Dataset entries
#####

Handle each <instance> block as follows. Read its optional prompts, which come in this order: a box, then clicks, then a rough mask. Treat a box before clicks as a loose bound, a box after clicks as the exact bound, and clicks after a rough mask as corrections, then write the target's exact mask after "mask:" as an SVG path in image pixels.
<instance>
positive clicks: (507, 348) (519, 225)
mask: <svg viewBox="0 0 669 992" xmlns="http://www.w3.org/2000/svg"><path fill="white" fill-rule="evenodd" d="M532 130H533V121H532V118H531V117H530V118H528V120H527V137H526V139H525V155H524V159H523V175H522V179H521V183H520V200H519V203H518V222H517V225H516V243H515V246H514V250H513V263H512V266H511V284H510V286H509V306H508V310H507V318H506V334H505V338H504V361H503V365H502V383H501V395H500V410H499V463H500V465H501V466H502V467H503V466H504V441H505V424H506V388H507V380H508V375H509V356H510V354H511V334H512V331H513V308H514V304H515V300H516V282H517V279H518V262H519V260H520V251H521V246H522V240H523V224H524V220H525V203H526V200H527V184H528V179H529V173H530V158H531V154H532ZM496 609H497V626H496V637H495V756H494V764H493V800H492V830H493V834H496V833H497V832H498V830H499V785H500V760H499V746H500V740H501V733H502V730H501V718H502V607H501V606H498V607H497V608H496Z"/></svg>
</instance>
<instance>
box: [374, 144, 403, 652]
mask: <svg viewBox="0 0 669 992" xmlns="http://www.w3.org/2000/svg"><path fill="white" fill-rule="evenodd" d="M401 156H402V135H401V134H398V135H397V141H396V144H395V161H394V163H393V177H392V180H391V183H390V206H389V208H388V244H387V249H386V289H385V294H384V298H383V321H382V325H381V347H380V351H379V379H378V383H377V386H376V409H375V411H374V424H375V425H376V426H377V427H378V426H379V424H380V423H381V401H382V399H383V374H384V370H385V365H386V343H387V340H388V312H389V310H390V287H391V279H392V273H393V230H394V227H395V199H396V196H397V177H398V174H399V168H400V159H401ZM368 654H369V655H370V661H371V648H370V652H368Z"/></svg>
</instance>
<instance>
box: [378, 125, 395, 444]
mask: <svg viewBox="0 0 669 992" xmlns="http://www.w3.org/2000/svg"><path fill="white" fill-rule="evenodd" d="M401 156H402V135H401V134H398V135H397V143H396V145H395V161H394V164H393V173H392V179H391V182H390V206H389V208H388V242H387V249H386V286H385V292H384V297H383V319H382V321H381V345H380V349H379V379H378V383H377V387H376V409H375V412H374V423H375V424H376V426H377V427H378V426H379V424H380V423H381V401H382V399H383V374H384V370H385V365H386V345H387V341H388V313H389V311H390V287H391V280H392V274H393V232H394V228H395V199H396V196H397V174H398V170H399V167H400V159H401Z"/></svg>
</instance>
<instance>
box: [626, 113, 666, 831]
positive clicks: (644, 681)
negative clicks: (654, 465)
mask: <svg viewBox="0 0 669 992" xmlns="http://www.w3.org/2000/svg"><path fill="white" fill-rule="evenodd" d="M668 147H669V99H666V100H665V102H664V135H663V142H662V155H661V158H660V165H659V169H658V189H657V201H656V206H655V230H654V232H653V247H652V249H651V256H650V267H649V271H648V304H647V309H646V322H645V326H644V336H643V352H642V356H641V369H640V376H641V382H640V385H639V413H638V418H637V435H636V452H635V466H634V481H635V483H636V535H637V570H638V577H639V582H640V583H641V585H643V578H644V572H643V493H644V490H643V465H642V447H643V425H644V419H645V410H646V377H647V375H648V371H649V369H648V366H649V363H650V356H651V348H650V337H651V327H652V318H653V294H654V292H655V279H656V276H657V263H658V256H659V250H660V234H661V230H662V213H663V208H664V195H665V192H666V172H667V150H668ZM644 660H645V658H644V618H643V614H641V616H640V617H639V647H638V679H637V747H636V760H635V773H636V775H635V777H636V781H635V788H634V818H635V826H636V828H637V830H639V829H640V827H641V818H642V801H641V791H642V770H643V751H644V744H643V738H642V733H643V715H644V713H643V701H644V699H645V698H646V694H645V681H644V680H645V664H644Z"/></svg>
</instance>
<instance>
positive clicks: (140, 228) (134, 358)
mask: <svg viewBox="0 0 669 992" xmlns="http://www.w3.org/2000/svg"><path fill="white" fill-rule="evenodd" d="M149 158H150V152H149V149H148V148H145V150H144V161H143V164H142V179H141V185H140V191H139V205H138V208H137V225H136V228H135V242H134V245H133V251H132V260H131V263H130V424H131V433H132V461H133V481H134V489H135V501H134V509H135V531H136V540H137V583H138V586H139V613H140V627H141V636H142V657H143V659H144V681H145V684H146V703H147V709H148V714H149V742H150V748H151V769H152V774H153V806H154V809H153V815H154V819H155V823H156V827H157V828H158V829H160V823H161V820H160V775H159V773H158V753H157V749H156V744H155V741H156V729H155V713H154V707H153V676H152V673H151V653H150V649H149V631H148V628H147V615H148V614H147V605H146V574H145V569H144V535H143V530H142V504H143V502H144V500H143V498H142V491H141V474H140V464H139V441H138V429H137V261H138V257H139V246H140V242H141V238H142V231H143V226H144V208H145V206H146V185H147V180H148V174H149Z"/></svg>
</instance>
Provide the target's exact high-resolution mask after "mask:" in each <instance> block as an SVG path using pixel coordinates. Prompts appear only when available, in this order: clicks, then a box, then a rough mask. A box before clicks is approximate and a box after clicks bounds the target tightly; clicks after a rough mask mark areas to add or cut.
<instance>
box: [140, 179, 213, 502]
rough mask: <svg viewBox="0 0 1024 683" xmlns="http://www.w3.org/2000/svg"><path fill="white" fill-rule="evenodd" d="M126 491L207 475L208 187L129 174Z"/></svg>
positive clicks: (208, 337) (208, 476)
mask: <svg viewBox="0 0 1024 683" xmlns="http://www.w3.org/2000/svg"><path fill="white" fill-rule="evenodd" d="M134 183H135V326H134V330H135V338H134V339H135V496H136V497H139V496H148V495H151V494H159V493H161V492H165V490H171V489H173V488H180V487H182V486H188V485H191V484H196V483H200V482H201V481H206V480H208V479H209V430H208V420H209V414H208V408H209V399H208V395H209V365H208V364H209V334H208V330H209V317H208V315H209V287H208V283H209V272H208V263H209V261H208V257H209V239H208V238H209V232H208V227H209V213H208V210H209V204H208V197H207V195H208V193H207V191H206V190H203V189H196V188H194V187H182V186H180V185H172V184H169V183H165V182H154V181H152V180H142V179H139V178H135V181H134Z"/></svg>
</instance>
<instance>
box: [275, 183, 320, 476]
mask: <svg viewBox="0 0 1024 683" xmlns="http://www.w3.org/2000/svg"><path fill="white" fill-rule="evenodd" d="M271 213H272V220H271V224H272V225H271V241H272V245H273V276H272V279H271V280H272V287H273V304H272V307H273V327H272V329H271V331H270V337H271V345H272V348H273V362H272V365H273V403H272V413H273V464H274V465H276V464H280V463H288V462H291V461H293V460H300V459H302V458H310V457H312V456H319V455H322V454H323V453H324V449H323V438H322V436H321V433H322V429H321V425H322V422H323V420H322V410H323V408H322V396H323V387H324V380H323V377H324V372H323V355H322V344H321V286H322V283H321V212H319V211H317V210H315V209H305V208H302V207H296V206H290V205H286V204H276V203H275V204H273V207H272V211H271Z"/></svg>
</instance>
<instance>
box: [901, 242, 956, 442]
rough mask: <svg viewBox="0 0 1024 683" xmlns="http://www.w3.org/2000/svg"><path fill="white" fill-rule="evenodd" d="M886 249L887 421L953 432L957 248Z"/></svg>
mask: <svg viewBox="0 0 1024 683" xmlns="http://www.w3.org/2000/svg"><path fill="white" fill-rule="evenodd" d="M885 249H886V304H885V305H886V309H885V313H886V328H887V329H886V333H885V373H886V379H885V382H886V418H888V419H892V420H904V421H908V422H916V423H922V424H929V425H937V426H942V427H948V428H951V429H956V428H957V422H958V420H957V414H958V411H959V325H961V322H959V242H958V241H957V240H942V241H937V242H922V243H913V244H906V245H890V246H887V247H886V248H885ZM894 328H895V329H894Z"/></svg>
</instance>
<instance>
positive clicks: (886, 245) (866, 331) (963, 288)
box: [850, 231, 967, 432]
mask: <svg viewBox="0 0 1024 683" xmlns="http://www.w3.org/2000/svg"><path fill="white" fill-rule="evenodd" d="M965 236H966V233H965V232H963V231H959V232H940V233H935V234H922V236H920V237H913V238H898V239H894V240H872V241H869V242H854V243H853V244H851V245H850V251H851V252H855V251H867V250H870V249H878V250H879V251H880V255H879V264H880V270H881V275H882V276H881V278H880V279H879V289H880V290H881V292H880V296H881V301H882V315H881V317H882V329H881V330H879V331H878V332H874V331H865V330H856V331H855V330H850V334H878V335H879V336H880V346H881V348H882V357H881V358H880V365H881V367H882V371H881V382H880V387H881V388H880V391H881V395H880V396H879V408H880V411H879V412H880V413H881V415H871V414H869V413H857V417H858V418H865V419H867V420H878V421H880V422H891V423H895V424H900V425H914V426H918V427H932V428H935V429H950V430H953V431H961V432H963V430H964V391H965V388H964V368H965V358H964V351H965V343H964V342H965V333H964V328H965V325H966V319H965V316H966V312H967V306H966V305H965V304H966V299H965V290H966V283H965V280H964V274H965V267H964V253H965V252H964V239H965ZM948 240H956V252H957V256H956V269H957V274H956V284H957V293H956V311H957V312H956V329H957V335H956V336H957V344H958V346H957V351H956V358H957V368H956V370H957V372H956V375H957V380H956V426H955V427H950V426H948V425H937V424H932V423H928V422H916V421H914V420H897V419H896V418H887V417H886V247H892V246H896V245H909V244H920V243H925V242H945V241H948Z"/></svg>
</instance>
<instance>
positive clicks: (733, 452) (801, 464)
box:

#####

== Exercise aim ==
List every line of the entries above that contains the string "positive", matching case exactly.

== Exercise output ==
positive clicks: (507, 348) (519, 225)
positive clicks: (644, 681)
positive clicks: (140, 228) (134, 358)
positive clicks: (208, 337) (208, 476)
positive clicks: (886, 245) (866, 331) (963, 288)
positive clicks: (733, 452) (801, 464)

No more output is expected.